* Objetivo:
Transcreva do texto sobre Joaquim Levy o trecho que vai de "Depois de duríssima" até "a presidente reeleita.", inclusive.

━━ Texto

O Estado de S. Paulo - 25/01
O grande acontecimento a desafiar explicações no início deste ano já tão repleto de temores chama-se Joaquim Levy.
Ninguém poderia antecipar que a presidente reeleita, sabidamente teimosa, irascível e centralizadora, além de (supostamente) adepta de teorias econômicas de pé quebrado, traria para o Ministério da Fazenda um Ph.D pela Universidade de Chicago, recrutado em um dos grandes bancos e de persuasão econômica contrária à sua. Parece um gabinete de coalizão, onde a Fazenda, o principal ministério, foi entregue à oposição, e sem contrapartida, um absurdo.
Enquanto Joaquim Levy circula no Fórum Econômico Mundial arrancando elogios e suspiros, inclusive de alívio - Christine Lagarde, diretora-gerente do Fundo Monetário Internacional (FMI) o definiu, em tons românticos, como um "Davos Man" (como se tivesse nascido para aquilo) -, Dilma Rousseff foi à posse de Evo Morales e posou para uma foto com o braço erguido e punho cerrado, ela e outros líderes bolivarianos, sob a manchete (uma fala de Evo) "Aqui os Chicago Boys não mandam".
Não é possível imaginar sinais mais confusos. O que quer Dilma Rousseff?
Depois de duríssima campanha, infinitos debates, programas e exposições, onde todas as dúvidas deveriam ter sido eliminadas, verifica-se que não sabemos coisa alguma sobre o que quer a presidente reeleita.
Como confiar em líderes que fazem o contrário do que prometem?
Enquanto a perplexidade domina os corações do empresariado, em pouco mais de 20 dias de mandato, Joaquim Levy já melhorou as contas públicas em algo perto de R$ 40 bilhões, cerca de metade da estimativa de esforço fiscal necessário para alcançar a meta de superávit primário anunciada para 2015, e sem maior esforço. Não é uma meta ambiciosa (1,2% do Produto Interno Bruto), talvez mesmo dentro da zona de conforto, como é conveniente para quem precisa fazer previsões (orçamentos) e não quer falhar. Mas, em compensação, a equipe anterior deixou bombas escondidas em todos os cantos, ou seja, a herança maldita desses últimos anos de heterodoxia irresponsável era pior do que se imaginava.
Joaquim Levy prossegue arrumando a casa com surpreendente desenvoltura, plenamente atestada pela irritação que provoca nos apoiadores do ex-ministro Guido Mantega e do choque heterodoxo que impingiu ao Brasil nos últimos anos. É reconfortante ver agastados os amigos da inflação e acusando a presidente de "submissão ao mercado".

━━━━
━━ Linhas listadas

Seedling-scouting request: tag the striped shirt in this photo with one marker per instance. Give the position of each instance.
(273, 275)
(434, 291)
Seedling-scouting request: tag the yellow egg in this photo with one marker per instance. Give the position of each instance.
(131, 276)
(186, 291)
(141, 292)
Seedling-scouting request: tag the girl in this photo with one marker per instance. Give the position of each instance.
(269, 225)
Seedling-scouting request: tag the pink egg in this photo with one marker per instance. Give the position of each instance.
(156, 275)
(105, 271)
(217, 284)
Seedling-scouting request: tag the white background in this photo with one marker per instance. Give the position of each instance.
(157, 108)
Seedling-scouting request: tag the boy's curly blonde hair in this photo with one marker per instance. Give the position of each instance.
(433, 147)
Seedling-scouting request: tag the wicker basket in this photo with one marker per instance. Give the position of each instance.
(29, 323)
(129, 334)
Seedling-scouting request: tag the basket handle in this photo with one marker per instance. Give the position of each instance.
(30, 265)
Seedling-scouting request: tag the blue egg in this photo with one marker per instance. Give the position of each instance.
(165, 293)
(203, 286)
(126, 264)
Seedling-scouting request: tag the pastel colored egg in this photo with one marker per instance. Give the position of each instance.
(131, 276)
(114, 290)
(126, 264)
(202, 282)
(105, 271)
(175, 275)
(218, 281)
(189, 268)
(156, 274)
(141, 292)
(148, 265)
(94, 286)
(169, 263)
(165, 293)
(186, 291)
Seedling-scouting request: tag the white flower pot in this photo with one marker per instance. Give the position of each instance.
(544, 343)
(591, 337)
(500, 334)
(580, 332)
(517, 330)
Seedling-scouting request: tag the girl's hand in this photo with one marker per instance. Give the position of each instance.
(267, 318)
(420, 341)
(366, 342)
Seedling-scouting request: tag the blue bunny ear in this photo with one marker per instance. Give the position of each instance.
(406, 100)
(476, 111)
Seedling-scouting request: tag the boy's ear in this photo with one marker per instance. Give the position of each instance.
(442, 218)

━━━━
━━ Linhas listadas

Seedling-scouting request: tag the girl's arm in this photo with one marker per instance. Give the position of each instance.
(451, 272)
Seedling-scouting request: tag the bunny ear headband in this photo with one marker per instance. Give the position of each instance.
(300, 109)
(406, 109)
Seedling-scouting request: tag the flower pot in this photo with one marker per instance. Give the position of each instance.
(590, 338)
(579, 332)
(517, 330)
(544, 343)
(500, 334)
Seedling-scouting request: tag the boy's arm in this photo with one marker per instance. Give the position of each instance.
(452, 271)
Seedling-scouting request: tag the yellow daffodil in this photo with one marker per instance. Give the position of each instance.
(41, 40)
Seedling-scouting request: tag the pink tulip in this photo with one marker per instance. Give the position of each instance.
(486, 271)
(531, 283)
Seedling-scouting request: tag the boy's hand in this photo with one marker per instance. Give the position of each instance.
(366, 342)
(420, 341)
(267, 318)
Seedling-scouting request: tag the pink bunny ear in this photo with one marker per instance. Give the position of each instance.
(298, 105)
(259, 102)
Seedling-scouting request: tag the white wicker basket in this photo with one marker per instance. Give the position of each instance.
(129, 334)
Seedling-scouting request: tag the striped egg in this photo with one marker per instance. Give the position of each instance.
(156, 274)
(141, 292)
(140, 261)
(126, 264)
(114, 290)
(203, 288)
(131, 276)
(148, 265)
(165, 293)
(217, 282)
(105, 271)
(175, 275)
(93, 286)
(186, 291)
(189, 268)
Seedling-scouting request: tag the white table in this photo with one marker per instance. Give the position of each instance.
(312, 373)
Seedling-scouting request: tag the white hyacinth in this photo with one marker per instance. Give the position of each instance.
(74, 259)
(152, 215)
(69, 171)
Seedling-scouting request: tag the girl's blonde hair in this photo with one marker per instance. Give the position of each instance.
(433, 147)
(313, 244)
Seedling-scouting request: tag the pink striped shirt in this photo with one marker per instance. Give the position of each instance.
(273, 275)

━━━━
━━ Linhas listadas

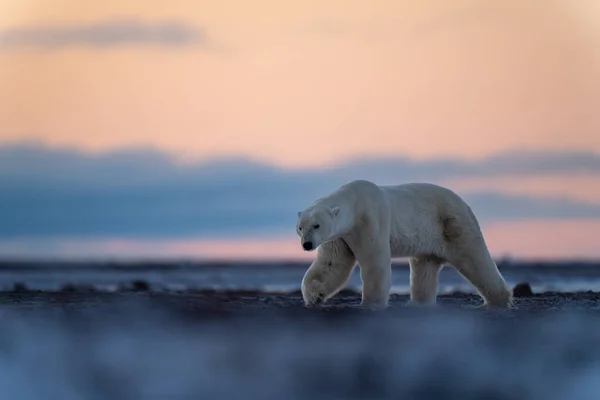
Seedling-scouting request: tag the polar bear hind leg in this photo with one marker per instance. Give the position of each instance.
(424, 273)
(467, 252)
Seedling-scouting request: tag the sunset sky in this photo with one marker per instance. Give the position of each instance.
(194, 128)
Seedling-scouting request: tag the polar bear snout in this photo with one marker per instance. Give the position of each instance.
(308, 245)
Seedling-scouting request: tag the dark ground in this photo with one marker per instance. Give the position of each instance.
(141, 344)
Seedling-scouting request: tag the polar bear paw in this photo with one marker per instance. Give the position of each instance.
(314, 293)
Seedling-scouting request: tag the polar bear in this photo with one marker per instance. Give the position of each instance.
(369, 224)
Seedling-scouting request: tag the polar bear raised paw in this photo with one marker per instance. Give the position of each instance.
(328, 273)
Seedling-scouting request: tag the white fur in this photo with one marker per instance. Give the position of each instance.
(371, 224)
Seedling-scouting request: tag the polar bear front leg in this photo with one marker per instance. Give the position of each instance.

━━━━

* Resposta:
Depois de duríssima campanha, infinitos debates, programas e exposições, onde todas as dúvidas deveriam ter sido eliminadas, verifica-se que não sabemos coisa alguma sobre o que quer a presidente reeleita.